Reportagens

Na pressão por mais agrotóxicos

Órgãos de saúde pública tentam reduzir toxicidade de produtos usados no país, enquanto parlamentares criticam sua conduta e pressionam com ações no Congresso Nacional.

Aldem Bourscheit ·
25 de junho de 2009 · 15 anos atrás
Avião despeja venenos sobre lavoura. (Foto: ipm.iastate.edu)
Avião despeja venenos sobre lavoura. (Foto: ipm.iastate.edu)

No primeiro semestre de 2008, setores do ramo de agrotóxicos deflagraram ações judiciais em série contra a Anvisa – Agência Nacional de Vigilância Sanitária. Eles tentavam impedir a reavaliação de quatorze substâncias usadas em quase uma centena de produtos. Como perderam todas as disputas, projetos de lei, requerimentos de informações e “Propostas de Fiscalização e Controle”, espécies de mini-CPIs, são agora direcionadas contra as reavaliações, dizem fontes da Anvisa.

Essas ações tramitam em comissões como de Agricultura, Direitos do Consumidor, Meio Ambiente e da Crise Econômico-Financeira da Agricultura, na Câmara, protocoladas por deputados como Ronaldo Caiado (DEM/GO), Abelardo Lupion (DEM/PR), Luciano Pizzato (DEM/PR) e Moacir Micheletto (PMDB/PR), além da senadora Kátia Abreu (DEM/TO).

==*==

* **Instruções das tarefas**
1. Transcreva da reportagem sobre agrotóxicos o trecho que começa em "Essas ações tramitam" e vai até "Kátia Abreu (DEM/TO).", incluindo essas palavras.
2. Passe para o inglês esta frase da reportagem sobre agrotóxicos: "Eles tentavam impedir a reavaliação de quatorze substâncias usadas em quase uma centena de produtos."
3. Dê seguimento à reportagem sobre agrotóxicos a partir do ponto em que ela para.

* **Conjunto de linhas**
==*==

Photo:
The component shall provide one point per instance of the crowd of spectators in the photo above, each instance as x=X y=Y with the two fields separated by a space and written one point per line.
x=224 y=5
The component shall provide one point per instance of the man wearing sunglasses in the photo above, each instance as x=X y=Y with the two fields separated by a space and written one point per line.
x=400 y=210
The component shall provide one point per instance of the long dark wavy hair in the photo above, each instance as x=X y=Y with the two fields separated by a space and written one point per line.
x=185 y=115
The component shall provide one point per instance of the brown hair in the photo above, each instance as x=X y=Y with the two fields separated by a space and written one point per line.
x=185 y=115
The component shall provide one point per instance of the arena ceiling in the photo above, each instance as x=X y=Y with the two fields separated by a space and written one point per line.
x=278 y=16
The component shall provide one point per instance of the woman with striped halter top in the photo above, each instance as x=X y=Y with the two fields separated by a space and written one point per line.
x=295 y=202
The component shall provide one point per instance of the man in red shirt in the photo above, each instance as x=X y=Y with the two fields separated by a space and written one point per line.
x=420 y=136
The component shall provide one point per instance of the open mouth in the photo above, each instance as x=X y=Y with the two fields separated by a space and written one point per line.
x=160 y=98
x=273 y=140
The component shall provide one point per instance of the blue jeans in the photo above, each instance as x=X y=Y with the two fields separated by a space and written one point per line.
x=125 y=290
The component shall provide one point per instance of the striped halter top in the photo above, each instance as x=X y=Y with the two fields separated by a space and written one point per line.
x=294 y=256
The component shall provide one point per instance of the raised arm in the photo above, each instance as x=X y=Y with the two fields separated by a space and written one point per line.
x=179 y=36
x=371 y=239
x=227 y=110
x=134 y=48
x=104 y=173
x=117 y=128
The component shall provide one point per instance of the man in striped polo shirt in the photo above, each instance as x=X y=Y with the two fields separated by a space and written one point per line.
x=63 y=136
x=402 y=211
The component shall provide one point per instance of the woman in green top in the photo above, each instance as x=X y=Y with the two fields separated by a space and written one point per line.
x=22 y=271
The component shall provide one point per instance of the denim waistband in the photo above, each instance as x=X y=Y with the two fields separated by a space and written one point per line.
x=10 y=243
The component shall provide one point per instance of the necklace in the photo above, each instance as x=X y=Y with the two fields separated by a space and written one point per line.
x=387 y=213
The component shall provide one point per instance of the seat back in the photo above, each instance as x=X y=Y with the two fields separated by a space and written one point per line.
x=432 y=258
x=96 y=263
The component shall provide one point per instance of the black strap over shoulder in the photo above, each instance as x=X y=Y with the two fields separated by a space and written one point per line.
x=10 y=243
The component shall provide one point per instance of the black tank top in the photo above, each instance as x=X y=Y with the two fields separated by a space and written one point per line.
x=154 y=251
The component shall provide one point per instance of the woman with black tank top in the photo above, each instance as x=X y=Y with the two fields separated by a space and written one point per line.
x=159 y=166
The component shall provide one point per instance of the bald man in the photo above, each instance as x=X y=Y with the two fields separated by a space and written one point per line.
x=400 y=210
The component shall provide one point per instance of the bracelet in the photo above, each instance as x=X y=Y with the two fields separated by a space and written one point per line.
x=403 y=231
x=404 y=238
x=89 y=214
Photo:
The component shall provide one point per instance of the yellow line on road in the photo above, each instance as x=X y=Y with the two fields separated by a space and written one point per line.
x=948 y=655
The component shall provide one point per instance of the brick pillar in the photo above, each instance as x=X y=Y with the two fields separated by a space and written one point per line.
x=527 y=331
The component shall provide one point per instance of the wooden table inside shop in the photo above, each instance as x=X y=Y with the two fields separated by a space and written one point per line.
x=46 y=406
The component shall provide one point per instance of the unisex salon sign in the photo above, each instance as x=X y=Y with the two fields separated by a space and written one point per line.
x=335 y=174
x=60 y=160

==*==

* **Respostas por tarefa**
1.
Essas ações tramitam em comissões como de Agricultura, Direitos do Consumidor, Meio Ambiente e da Crise Econômico-Financeira da Agricultura, na Câmara, protocoladas por deputados como Ronaldo Caiado (DEM/GO), Abelardo Lupion (DEM/PR), Luciano Pizzato (DEM/PR) e Moacir Micheletto (PMDB/PR), além da senadora Kátia Abreu (DEM/TO).

2. They were trying to block the reassessment of fourteen substances used in nearly a hundred products.

3.
Tais medidas levam pressão política e burocrática aos órgãos reguladores, enquanto propõem, por exemplo, que o registro de produtos equivalentes ou genéricos de agrotóxicos seja atribuição exclusiva do Ministério da Agricultura, driblando as áreas de saúde e de meio ambiente, além de ampliar e facilitar a entrada de venenos agrícolas no país.

Diretor da área de agrotóxicos da Anvisa, José Agenor da Silva avalia que qualquer parlamentar ou cidadão tem direito a conhecer como é feito o trabalho da agência, mas admite que algo mudou desde o início das reavaliações. “Depois que começamos as reavaliações, há uma tentativa de se retirar legitimidade política e técnica da Anvisa. Isso existe, por parte de alguns segmentos que exercem pressão no parlamento e pelo tipo de solicitações encaminhadas por alguns parlamentares”, comentou.

Conforme Anvisa e Fundação Oswaldo Cruz, órgãos ligados ao Ministério da Saúde, as reavaliações levam ao uso de substâncias menos agressivas nas lavouras e devem ocorrer frente a novos estudos, alertas internacionais ou relatos de intoxicações. Elas podem restringir ou proibir certas substâncias e trazem mais segurança para quem aplica esses químicos. Essas medidas tem base em um decreto de 2002, que regulamentou a lei de agrotóxicos, e também em resoluções da Anvisa.

“As reavaliações não são feitas para perturbar os produtores. São baseadas em evidências científicas e visam manter a saúde dos produtores e da população”, disse a diretora do Sinitox – Sistema Nacional de Informações Tóxico-Farmacológicas, Rosany Bochner.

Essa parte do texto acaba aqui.